Swap every "outlines per instance" in the material below for "polygons per instance", and write the material out again with nothing else changed.

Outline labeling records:
────────────────────
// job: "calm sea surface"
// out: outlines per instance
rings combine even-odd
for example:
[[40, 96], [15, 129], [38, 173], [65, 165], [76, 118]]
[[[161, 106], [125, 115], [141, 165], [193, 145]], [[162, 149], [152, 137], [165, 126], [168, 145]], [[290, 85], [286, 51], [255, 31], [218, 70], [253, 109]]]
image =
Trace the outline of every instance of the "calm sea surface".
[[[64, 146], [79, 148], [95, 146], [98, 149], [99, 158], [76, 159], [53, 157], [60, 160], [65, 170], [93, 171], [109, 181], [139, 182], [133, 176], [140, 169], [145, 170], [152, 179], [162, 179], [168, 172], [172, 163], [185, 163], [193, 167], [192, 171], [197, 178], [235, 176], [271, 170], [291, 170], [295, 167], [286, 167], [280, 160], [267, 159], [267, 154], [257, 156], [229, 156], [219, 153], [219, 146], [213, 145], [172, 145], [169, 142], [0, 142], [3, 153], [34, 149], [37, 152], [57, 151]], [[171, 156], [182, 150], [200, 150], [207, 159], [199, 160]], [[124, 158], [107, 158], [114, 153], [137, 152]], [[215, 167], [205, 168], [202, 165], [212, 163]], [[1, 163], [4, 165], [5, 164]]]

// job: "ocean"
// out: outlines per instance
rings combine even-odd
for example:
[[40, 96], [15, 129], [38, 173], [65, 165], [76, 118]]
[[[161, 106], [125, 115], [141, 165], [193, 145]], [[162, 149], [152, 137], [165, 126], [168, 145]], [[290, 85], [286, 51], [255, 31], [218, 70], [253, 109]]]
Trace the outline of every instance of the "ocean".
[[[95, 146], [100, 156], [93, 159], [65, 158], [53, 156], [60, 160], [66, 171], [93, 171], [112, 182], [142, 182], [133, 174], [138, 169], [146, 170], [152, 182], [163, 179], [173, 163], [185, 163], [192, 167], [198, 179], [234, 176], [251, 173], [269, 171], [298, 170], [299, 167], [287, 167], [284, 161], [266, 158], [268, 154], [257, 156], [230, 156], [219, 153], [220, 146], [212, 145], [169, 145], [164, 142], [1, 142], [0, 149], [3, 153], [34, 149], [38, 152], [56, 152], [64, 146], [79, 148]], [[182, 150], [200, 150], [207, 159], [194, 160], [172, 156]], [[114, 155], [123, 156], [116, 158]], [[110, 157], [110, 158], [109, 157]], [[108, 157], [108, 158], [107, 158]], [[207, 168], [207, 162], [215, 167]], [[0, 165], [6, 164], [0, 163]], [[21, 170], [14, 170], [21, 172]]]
────────────────────
- _Answer for the task_
// job: "calm sea surface"
// out: polygons per instance
rings combine even-odd
for example:
[[40, 96], [15, 129], [38, 173], [65, 165], [76, 118]]
[[[161, 106], [125, 115], [141, 165], [193, 145]], [[162, 149], [152, 137], [165, 126], [168, 145]], [[290, 85], [286, 51], [255, 31], [218, 70], [253, 109]]]
image =
Trace the outline of every instance of the "calm sea surface".
[[[64, 146], [79, 148], [95, 146], [98, 149], [99, 158], [76, 159], [53, 157], [60, 160], [65, 170], [93, 171], [109, 181], [139, 182], [133, 176], [140, 169], [145, 170], [152, 179], [162, 179], [168, 172], [172, 163], [185, 163], [193, 167], [192, 171], [197, 178], [235, 176], [271, 170], [291, 170], [295, 167], [286, 167], [280, 160], [267, 159], [267, 154], [257, 156], [229, 156], [219, 153], [219, 146], [213, 145], [172, 145], [169, 142], [0, 142], [3, 153], [34, 149], [37, 152], [57, 151]], [[171, 156], [182, 150], [200, 150], [207, 159], [199, 160]], [[124, 158], [107, 158], [114, 153], [137, 152]], [[215, 167], [205, 168], [202, 165], [212, 163]], [[1, 163], [4, 165], [5, 164]]]

// job: "ocean"
// out: polygons per instance
rings combine even-odd
for example:
[[40, 96], [15, 129], [38, 173], [65, 165], [76, 118]]
[[[161, 106], [125, 115], [141, 165], [193, 145]], [[162, 149], [152, 137], [165, 126], [168, 145]], [[290, 85], [286, 51], [255, 31], [218, 70], [253, 109]]]
Trace the outline of every instance of the "ocean".
[[[95, 146], [100, 156], [93, 159], [65, 158], [53, 156], [60, 160], [66, 171], [93, 171], [112, 182], [142, 182], [133, 174], [138, 169], [146, 170], [152, 182], [163, 179], [173, 163], [185, 163], [192, 167], [198, 179], [234, 176], [251, 173], [269, 171], [298, 170], [299, 167], [287, 167], [284, 161], [266, 158], [268, 154], [257, 156], [230, 156], [219, 153], [220, 146], [212, 145], [169, 145], [164, 142], [1, 142], [0, 149], [3, 153], [34, 149], [38, 152], [56, 152], [64, 146], [79, 148]], [[182, 150], [200, 150], [207, 159], [194, 160], [172, 156]], [[114, 155], [123, 156], [116, 158]], [[110, 157], [110, 158], [109, 157]], [[108, 157], [108, 158], [107, 158]], [[207, 168], [207, 162], [215, 167]], [[0, 165], [6, 164], [0, 163]], [[21, 170], [14, 170], [21, 172]]]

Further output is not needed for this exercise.